EXERCISE AIM: Please quote every line word for word.

SUPPLIED RECORDS:
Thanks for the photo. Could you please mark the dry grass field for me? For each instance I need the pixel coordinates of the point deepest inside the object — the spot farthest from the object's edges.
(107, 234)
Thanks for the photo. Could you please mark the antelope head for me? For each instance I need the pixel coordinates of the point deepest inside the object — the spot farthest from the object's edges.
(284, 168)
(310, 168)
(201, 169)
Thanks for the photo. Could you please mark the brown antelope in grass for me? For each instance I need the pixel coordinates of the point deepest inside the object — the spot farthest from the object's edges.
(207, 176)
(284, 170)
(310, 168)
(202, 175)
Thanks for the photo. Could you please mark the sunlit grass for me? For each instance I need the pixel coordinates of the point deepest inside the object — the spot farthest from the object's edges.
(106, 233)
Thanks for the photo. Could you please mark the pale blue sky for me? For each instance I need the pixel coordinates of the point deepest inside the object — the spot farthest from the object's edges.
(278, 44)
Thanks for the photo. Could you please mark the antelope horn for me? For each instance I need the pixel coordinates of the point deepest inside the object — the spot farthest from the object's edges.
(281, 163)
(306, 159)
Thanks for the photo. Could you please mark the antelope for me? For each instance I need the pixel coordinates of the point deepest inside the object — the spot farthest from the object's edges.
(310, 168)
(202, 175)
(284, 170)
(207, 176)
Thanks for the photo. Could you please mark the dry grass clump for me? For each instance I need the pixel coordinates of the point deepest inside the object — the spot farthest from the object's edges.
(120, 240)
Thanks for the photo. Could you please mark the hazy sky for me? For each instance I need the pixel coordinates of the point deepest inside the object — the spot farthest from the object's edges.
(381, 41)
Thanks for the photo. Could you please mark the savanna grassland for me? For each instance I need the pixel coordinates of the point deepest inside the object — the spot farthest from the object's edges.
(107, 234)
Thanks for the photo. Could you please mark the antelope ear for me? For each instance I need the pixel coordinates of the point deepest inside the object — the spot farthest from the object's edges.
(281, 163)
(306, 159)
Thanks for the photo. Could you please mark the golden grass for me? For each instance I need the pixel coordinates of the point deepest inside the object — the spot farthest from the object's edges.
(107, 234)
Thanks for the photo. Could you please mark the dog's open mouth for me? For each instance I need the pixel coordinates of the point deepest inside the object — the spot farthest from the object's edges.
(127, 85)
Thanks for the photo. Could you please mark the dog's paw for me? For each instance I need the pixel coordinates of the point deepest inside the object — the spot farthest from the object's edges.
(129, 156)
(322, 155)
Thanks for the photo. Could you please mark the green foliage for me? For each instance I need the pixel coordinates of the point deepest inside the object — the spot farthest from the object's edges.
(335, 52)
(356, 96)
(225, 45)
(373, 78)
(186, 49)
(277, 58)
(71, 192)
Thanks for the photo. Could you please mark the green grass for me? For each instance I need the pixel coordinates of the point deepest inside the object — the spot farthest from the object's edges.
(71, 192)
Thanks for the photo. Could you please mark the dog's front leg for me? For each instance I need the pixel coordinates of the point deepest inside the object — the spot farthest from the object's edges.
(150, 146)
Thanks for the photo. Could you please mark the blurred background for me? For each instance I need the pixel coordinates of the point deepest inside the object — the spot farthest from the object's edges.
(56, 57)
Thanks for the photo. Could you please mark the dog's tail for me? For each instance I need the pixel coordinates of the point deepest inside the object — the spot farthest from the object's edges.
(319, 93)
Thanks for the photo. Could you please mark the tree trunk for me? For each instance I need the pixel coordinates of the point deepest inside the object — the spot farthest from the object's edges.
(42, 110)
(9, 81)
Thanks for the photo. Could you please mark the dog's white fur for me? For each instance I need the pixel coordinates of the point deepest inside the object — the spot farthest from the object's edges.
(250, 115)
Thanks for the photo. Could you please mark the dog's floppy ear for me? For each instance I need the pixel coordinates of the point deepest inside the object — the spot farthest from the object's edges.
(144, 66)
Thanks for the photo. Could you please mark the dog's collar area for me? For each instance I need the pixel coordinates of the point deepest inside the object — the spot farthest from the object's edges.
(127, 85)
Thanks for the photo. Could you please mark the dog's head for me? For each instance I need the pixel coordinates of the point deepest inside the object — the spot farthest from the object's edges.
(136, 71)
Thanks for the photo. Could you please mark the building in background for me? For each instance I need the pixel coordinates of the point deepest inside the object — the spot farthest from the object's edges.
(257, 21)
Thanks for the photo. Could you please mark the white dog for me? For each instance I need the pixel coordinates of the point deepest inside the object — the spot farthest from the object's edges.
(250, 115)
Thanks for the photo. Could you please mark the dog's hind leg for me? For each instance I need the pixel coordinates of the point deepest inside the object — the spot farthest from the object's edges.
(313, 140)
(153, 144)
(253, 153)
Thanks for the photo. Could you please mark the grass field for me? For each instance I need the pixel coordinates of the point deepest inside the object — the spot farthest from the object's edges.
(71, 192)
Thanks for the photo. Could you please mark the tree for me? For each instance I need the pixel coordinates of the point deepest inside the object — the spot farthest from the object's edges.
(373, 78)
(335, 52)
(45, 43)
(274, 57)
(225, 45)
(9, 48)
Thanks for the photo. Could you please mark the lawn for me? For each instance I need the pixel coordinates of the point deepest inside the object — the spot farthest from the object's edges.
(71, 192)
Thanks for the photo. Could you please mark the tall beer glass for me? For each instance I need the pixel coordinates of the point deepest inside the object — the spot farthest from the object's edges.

SOLVED PROBLEM:
Thanks for the photo. Could you please mark the dry grass field for me? For each instance I need the pixel coordinates of the point deepest inside the object — the spot farthest from the object's edges.
(107, 234)
Thanks for the photo. Could you please mark the antelope head for me? For each instance I need the pixel coordinates of the point deepest inside the object — the spot farthest from the object's edges.
(284, 168)
(310, 168)
(201, 169)
Thanks for the photo. Could you please mark the brown antelope in grass for me? For each instance I need the pixel coordinates of the point deepest inside the object — the spot farthest from the object's edges.
(207, 176)
(284, 170)
(310, 168)
(202, 175)
Thanks for the photo. Could you please mark the sunlit grass for me? For each instance I need the pixel coordinates of the point deepest inside the object — the spot farthest from the object's edges.
(106, 233)
Thanks for the photo. Could you please mark the pale blue sky for me? For each instance I need the pixel coordinates of the point deepest inside the object — the spot farthest from the object's edges.
(278, 44)
Thanks for the photo. Could you please mark the antelope horn for me? For each instance I need the pixel coordinates of the point deepest inside the object — the spot farthest from the object's edges.
(281, 163)
(306, 159)
Thanks for the photo. Could you please mark the antelope for me? For each instance I need the pixel coordinates of the point deepest inside the object — the spot farthest from the object's edges.
(310, 168)
(202, 175)
(284, 170)
(207, 176)
Thanks for the photo. Could you please mark the dry grass clump for me? For each instance I need the pixel coordinates of the point deepest inside the object — the spot farthest from the object's edges.
(120, 240)
Thanks for the photo. Could you please mark the hazy sky for me? For each instance I need the pixel coordinates of the point deepest inside the object — the spot farthest from the object's edges.
(381, 41)
Thanks for the photo. Could you please mark the savanna grassland for me? For each instance I need the pixel coordinates of the point deepest inside the object — the spot farthest from the object's edges.
(107, 234)
Thanks for the photo. Could you please mark the antelope ear for me? For each instance I need the pixel coordinates of the point deepest inside the object — the spot farthest from the object's edges.
(281, 163)
(306, 159)
Thanks for the photo. Could you please mark the golden grass for me? For each instance I need the pixel coordinates of the point deepest inside the object — the spot farthest from the object's edges.
(107, 234)
Thanks for the photo. Could you please mark the dog's open mouth for me? For each instance I need the pixel coordinates of the point deepest inside the object — the spot farthest from the object's edges.
(127, 85)
Thanks for the photo. Could you please mark the dog's paw for me? For each instance I need the pixel coordinates of the point deepest inside the object — the spot farthest from the object's edges.
(129, 156)
(322, 155)
Thanks for the photo. Could you please mark the green foliage for me? For each instance I need the pixel coordinates of the point deepest inside the object — the spot farthest from the object's edges.
(335, 52)
(356, 96)
(225, 45)
(373, 78)
(186, 49)
(277, 58)
(71, 192)
Thanks for the photo. Could you please mark the green grass for me? For each instance I need the pixel coordinates of the point deepest inside the object — the spot farthest from the object's edges.
(71, 192)
Thanks for the photo. Could you please mark the dog's front leg for me? For each instance I need the pixel coordinates of the point deepest inside the object — the spot farthest from the object's edges.
(150, 146)
Thanks for the photo. Could you please mark the blurred background for me? For each instance I need the pixel coordinates of the point deepest inside the object — the spot farthest from the object's edges.
(56, 57)
Thanks for the photo. Could you please mark the dog's tail for me? For each instance I need the pixel coordinates of the point deepest inside the object — the spot farthest from the object's edges.
(319, 93)
Thanks for the photo. Could you please mark the tree trunk for me? For each instance I need the pixel coordinates of the point deepest inside the object — the spot farthest from the object's edges.
(42, 110)
(9, 81)
Thanks for the photo. Could you please mark the dog's white fur for me? For each instance I need the pixel coordinates of the point deepest inside the object — the spot farthest from the object's edges.
(250, 115)
Thanks for the photo. Could you please mark the dog's floppy ear for me? For each instance I need the pixel coordinates of the point deepest inside the object — the spot farthest from the object's edges.
(144, 66)
Thanks for the photo. Could you please mark the dog's collar area for me? For each instance I need the pixel coordinates of the point deepest inside the object — the spot farthest from the object's edges.
(127, 85)
Thanks for the photo. Could you please mark the dog's head for me? For each instance I need the pixel coordinates of the point deepest inside the object — the spot farthest from the object's edges.
(136, 71)
Thanks for the photo. Could you please mark the building in background for me? For each instance I need the pixel coordinates of the point deepest inside the object — the spot farthest from the object's edges.
(257, 21)
Thanks for the photo. Could you please mark the white dog for me? For each instance I need the pixel coordinates of the point deepest inside the object — the spot farthest from the object's edges.
(250, 115)
Thanks for the photo. Could you please mark the dog's hind leg for me? For each instance I need the pixel coordinates of the point deepest inside the object — the spot farthest from the object's edges.
(313, 140)
(153, 144)
(253, 153)
Thanks for the photo. Could you please mark the grass field for me? For each instance I need the pixel coordinates of the point deepest inside the object — the spot farthest from the object's edges.
(71, 192)
Thanks for the photo. Could you please mark the tree for me? For each instance I need the pixel coordinates of the point deepest inside the object — the spot farthest from the object's edges.
(373, 78)
(335, 52)
(45, 43)
(274, 57)
(225, 45)
(9, 48)
Thanks for the photo. Could you please mark the lawn for me? For each instance I need the pixel coordinates of the point deepest inside the object — the spot farthest from the object's edges.
(71, 192)
Thanks for the photo. Could you please mark the tall beer glass for me? For each instance I need the pixel coordinates of the point deepest inside the object — the spot farthest from the object's edges.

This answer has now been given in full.